What is needed
Rewrite every item below in full, scaling each coordinate in the answers by 2.5 and rounding to whole numbers, with halves rounded up, while leaving all other numbers unchanged. Leave the pictures out of your answer.

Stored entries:
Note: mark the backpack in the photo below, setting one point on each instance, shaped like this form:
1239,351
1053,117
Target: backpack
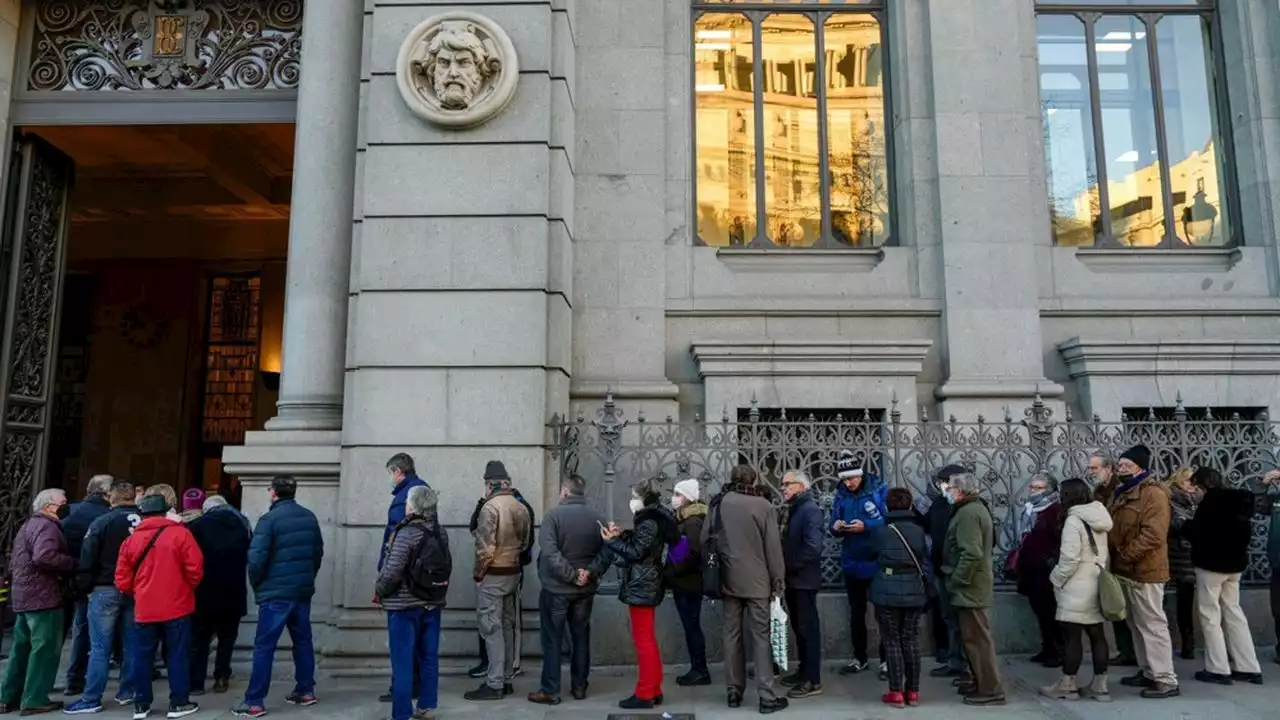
430,566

Reply
Note: mark the backpack in the photo below, setting one point on each instance, shaped like this form:
1239,351
1053,117
Target: backpack
1075,1415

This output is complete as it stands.